In Rosencrantz and Guildenstern Are Dead, Tom Stoppard followed in the footsteps of W.S. Gilbert1 before him and wrote a play in which two minor characters from Hamlet are the lead actors. Like much of Stoppard’s work, it is absurdist in nature, but is still pretty funny if one is familiar with the source play.
Today we’re taking a page from Mr. Stoppard and looking a little closer at one our minor characters from last time. This disciple uttered the line we examined in the second half of that post, but we know him for something quite different. In fact, he has a nickname that most of us are familiar with, and have probably used in other situations to describe ourselves or others in similar situations — Doubting Thomas.
Like the phrase “the patience of Job,” I’ve always found Thomas' sobriquet a bit confusing. Any reading of the book of Job exposes the titular character as having the opposite of patience, and a closer look at Thomas shows him as having no more or less doubt than the rest of his compatriots.
The circumstances are well-known. In John 20, Mary Magdalene discovered an empty tomb and the risen Jesus, and per His instructions returned to the disciples to tell them He was alive. That night, Jesus appeared to them in the room in which they were shut-up for fear of being arrested. Or, most of them — it seems Thomas wasn’t there, and when he heard about it, he famously said he wasn’t having any of it until he himself could touch Jesus' scars.2
When Jesus appeared again to them a little over a week later, Thomas was present. Jesus quoted Thomas' words back to him3, telling him to come touch all of His scars, and to be “believing, not unbelieving.” Thomas immediately responded with perhaps the shortest and clearest confession in scripture — “My Lord and my God!”
The question for me is why Thomas is labeled “doubting.” He wasn’t asking for anything the other disciples hadn’t already had — the opportunity to see for himself. It isn’t like the other disciples were quick to believe before they saw Jesus — Mark 16:11 tells us that when Mary told them He was alive, “they refused to believe it,” and Luke 24:37 tells us that when they did see Him the first time, they didn’t believe their own eyes but thought He was a ghost. Further, in the verse before the Great Commission we find that “some were (still) doubtful” (Matt 28:17).
There’s therefore no reason to disparage Thomas — he wanted to see for himself, just like the other disciples, and when he did, he immediately acknowledged that it was in fact the risen Jesus.

Dataset records -
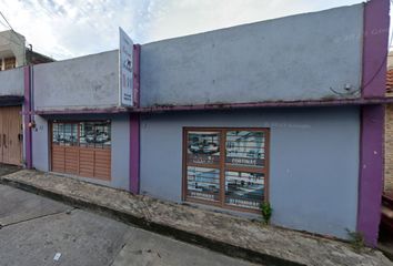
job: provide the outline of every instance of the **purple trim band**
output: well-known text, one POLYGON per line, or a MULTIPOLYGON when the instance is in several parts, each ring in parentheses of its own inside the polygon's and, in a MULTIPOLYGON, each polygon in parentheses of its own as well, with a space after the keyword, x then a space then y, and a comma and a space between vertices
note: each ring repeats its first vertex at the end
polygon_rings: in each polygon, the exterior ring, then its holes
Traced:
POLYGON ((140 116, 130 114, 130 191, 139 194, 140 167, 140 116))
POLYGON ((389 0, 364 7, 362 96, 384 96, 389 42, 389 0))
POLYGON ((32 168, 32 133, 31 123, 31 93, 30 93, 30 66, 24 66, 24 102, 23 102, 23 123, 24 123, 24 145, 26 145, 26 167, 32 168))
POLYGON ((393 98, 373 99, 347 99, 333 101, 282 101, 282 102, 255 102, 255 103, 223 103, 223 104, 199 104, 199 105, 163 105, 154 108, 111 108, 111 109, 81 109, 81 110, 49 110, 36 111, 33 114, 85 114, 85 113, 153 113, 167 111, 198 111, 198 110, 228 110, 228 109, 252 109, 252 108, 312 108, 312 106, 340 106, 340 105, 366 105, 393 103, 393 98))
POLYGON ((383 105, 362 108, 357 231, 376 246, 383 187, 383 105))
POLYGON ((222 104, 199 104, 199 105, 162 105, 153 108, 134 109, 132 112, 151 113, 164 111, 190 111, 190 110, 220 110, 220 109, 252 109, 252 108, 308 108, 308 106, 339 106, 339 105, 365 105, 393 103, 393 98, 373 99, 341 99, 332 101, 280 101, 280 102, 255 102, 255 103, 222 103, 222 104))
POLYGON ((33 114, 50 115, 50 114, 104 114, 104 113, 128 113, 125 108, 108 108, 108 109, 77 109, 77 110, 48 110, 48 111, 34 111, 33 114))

---

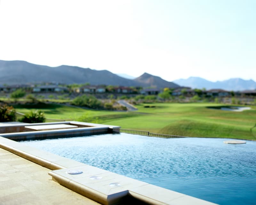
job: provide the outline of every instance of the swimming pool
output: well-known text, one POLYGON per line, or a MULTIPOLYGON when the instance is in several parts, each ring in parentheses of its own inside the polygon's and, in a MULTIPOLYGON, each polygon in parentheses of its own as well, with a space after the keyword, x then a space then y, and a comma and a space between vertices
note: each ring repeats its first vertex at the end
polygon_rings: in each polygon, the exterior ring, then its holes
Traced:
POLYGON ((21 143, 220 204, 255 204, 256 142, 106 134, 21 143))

--

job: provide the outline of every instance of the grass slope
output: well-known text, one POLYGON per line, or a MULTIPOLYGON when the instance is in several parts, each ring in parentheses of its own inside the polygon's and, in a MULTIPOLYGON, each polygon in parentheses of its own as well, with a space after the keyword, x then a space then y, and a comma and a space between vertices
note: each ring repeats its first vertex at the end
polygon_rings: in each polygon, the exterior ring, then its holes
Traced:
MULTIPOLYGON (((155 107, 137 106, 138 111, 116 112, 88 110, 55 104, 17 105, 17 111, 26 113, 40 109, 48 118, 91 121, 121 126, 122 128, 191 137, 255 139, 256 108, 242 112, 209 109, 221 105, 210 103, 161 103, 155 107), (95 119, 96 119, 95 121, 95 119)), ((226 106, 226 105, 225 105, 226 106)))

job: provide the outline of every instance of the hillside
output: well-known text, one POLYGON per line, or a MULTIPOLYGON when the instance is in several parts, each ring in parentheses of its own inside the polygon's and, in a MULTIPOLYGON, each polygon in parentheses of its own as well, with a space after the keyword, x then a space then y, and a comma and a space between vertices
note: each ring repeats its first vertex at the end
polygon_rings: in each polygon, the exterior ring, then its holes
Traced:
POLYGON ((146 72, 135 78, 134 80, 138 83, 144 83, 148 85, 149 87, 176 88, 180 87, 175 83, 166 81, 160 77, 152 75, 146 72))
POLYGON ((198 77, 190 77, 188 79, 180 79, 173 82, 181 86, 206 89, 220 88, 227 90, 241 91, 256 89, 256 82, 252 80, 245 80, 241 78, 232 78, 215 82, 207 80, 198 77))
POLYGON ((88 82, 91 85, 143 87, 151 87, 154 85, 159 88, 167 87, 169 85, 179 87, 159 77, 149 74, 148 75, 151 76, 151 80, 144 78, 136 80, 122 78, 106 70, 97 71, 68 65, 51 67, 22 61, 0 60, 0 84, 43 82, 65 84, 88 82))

Direction 1 -
Reproduce the Doubting Thomas text word for word, starting with "Today we’re taking" and going on through "situations — Doubting Thomas.".
Direction 2 -
In the Doubting Thomas text, what did the disciples take Jesus to be when they first saw Him, according to Luke 24:37?

Finished answer 1 -
Today we’re taking a page from Mr. Stoppard and looking a little closer at one our minor characters from last time. This disciple uttered the line we examined in the second half of that post, but we know him for something quite different. In fact, he has a nickname that most of us are familiar with, and have probably used in other situations to describe ourselves or others in similar situations — Doubting Thomas.

Finished answer 2 -
They thought He was a ghost.